## WRITTEN REQUEST 1
Copy out the lines of the records exactly, from the line containing "REQUEST: colorful striped camera strap" through the end of the records.

## SELECTION
The structure of an API call

While that URL can seem impossibly complicated at first, we can break it down into a few parts:

PYTHON

example_api_url = (
    "https://api.eia.gov" # "host": the high-level name of the API you're accessing
    "/v2/electricity/electric-power-operational-data/data" # "route": the specific aspect of the API you're accessing
    "?" # separator that indicates "everything after this will be a name-value pair"
    "data[]=consumption-for-eg" # name: data[], value: consumption-for-eg ("consumption for electricity generation")
    "&" # separator between each pair
    "facets[fueltypeid][]=NG" # only natural gas data
    "&"
    "facets[sectorid][]=99" # total across all sectors
    "&"
    "facets[location][]=PR" # in Puerto Rico
    "&"
    "frequency=annual" # per year
    "&"
    "start=2020" # starting in 2020
    "&"
    "end=2023" # ending in 2023
    "&"
    "api_key=3zjKYxV86AqtJWSRoAECir1wQFscVu6lxXnRVKG8" # a password to prove you have access to the API
)
Callout

The API key we’re using in this lesson is a public one that EIA provides, but it would be polite to request your own API key by clicking the register button on the EIA open data portal if you plan on using the API a lot.

Many other APIs will not have a public key, so you’ll have to register in one way or another to get one.

## WRITTEN REQUEST 2
In the text on the structure of an API call, what does the "?" separator indicate?

## GIVEN ENTRIES
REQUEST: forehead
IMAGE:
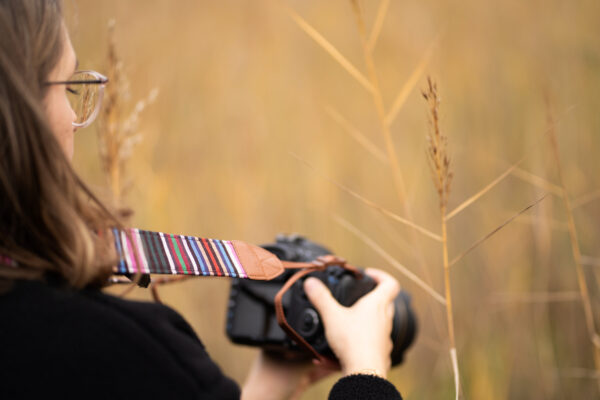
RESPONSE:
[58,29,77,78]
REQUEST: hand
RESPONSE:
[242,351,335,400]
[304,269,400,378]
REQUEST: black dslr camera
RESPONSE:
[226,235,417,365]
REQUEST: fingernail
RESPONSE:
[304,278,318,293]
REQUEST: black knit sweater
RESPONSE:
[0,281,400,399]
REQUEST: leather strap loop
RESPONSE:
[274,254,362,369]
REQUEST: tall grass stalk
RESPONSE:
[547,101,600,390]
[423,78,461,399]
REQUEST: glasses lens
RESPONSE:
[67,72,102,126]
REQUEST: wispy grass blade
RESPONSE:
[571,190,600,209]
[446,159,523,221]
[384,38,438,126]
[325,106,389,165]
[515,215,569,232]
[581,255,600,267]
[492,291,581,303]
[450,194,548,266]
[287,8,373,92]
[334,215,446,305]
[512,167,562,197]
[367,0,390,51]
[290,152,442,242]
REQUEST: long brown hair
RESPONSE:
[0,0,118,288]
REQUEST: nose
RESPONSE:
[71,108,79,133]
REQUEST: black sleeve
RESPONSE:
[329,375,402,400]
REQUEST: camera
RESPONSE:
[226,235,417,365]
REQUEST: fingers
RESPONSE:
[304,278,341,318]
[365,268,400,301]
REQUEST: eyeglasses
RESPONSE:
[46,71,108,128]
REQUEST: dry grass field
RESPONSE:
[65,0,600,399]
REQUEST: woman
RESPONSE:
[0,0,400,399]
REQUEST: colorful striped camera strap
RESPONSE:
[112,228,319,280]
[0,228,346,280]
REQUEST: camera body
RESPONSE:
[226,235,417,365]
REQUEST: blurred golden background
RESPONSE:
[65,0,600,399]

## FULL RESPONSE 1
REQUEST: colorful striped camera strap
RESPONSE:
[112,228,319,280]
[0,228,346,280]
REQUEST: camera body
RESPONSE:
[226,235,417,365]
REQUEST: blurred golden background
RESPONSE:
[65,0,600,399]

## FULL RESPONSE 2
It indicates that everything after it will be a name-value pair.